## Prompt:
Write the data below out exactly as it stands. Do not include the pictures.

[Dataset excerpts on object pointing]
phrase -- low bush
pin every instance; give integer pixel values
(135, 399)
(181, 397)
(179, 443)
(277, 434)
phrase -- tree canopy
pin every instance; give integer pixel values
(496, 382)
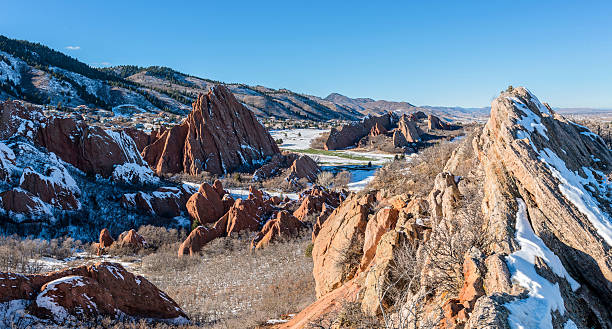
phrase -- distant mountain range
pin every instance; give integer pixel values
(41, 75)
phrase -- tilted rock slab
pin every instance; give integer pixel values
(219, 136)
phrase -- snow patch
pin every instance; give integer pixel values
(543, 296)
(135, 174)
(572, 186)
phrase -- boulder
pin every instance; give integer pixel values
(131, 239)
(106, 240)
(340, 242)
(312, 202)
(141, 138)
(134, 174)
(408, 131)
(378, 129)
(206, 205)
(89, 148)
(444, 196)
(433, 122)
(242, 215)
(380, 224)
(199, 237)
(283, 226)
(219, 136)
(275, 166)
(86, 292)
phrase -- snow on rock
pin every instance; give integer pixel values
(10, 68)
(573, 187)
(544, 296)
(7, 161)
(56, 188)
(134, 174)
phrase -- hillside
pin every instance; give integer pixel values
(38, 74)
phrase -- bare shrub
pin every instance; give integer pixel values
(451, 239)
(319, 142)
(158, 236)
(417, 173)
(336, 181)
(24, 255)
(229, 286)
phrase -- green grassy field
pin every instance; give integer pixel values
(339, 154)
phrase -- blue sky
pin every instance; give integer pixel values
(427, 52)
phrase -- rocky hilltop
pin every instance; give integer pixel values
(388, 132)
(219, 136)
(516, 233)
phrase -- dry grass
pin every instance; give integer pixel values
(25, 255)
(228, 286)
(416, 175)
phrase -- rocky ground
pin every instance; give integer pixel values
(507, 226)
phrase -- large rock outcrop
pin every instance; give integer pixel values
(89, 148)
(407, 132)
(207, 204)
(545, 185)
(536, 253)
(84, 293)
(19, 119)
(167, 201)
(220, 135)
(244, 215)
(340, 242)
(349, 135)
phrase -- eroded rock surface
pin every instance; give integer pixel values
(86, 292)
(220, 135)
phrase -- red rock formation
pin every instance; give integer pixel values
(89, 148)
(100, 290)
(274, 166)
(407, 132)
(313, 200)
(283, 226)
(19, 119)
(242, 215)
(384, 221)
(56, 188)
(206, 205)
(416, 116)
(7, 162)
(131, 239)
(198, 238)
(106, 240)
(350, 134)
(433, 122)
(142, 139)
(23, 203)
(304, 167)
(378, 129)
(165, 201)
(219, 136)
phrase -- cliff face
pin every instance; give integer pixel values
(539, 255)
(545, 185)
(220, 135)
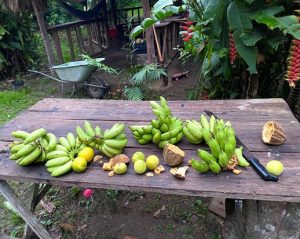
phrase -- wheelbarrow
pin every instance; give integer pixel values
(79, 72)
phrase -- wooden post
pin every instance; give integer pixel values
(114, 11)
(149, 32)
(43, 29)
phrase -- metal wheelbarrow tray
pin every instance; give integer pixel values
(79, 72)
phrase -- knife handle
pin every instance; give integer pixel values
(261, 170)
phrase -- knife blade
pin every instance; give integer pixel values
(250, 157)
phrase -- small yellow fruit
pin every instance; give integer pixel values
(138, 156)
(152, 162)
(79, 164)
(120, 168)
(87, 153)
(275, 167)
(140, 167)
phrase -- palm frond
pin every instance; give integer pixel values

## Finished answer:
phrase -- low bush
pin every instance; give integer pixel values
(135, 399)
(181, 397)
(179, 443)
(277, 434)
phrase -- tree canopy
pin every instance; give integer pixel values
(496, 382)
phrase -- distant mountain range
pin every instance; give integer pixel values
(41, 75)
phrase -- tilted rock slab
pin every instance; give integer pixel values
(219, 136)
phrase -- snow patch
pin every instance; give integer pixel values
(543, 296)
(135, 174)
(572, 186)
phrase -- boulder
pin every instance; give integer pixel values
(131, 239)
(106, 240)
(340, 242)
(312, 202)
(141, 138)
(134, 174)
(408, 131)
(378, 129)
(206, 205)
(89, 148)
(444, 196)
(433, 122)
(242, 215)
(380, 224)
(199, 237)
(283, 226)
(219, 136)
(275, 166)
(86, 292)
phrase -- snow on rock
pin every instance; give integer pixel values
(10, 68)
(573, 187)
(544, 296)
(7, 161)
(56, 188)
(134, 174)
phrase -- hillside
pin every instance; give integer pixel values
(38, 74)
phrase -- bare shrub
pin every instance; give integer pixel values
(451, 239)
(319, 142)
(158, 236)
(417, 173)
(336, 181)
(24, 255)
(229, 286)
phrase -- green grassy field
pin every instance; give integer pixel values
(339, 154)
phrase -- blue sky
pin every instance; give integer pixel values
(427, 52)
phrase -- rocky hilltop
pin every instance; give integer pixel values
(388, 132)
(219, 136)
(516, 233)
phrase -- dry grass
pin every instance; give integer pixel values
(25, 255)
(228, 286)
(416, 175)
phrase -- rocky ground
pin every instance; give integer pixel values
(507, 226)
phrase -- large rock outcrop
pin every instance; give integer pixel values
(89, 148)
(407, 132)
(207, 204)
(545, 185)
(536, 253)
(84, 293)
(19, 119)
(167, 201)
(220, 135)
(244, 215)
(340, 242)
(349, 135)
phrase -- eroded rock surface
pin every instance; give integer pixel values
(86, 292)
(220, 135)
phrase -- red rock formation
pin every instance; give integer pixel values
(89, 148)
(100, 290)
(274, 166)
(407, 132)
(313, 200)
(283, 226)
(19, 119)
(242, 215)
(384, 221)
(56, 188)
(206, 205)
(416, 116)
(7, 162)
(131, 239)
(198, 238)
(106, 240)
(350, 134)
(433, 122)
(142, 139)
(23, 203)
(304, 167)
(378, 129)
(165, 201)
(219, 136)
phrase -- cliff face
pin every instance; give integer pixel values
(539, 255)
(545, 185)
(220, 135)
phrase -- wheelbarrow
pin every instance; give integer pixel values
(79, 72)
phrase -- wooden post
pin every instance; give integer pixel values
(114, 11)
(149, 32)
(43, 29)
phrase -- metal wheelbarrow tray
pin every instance; give integer pixel values
(79, 72)
phrase -- knife handle
pin every instance; give integer pixel values
(261, 170)
phrase -- knife blade
pin every instance; give integer pixel values
(250, 157)
phrase -- small yellow fruit
pin every instance; give integer pixel values
(138, 156)
(152, 162)
(79, 164)
(120, 168)
(87, 153)
(275, 167)
(140, 167)
phrase -- palm frond
pin every instance; give integer pixel values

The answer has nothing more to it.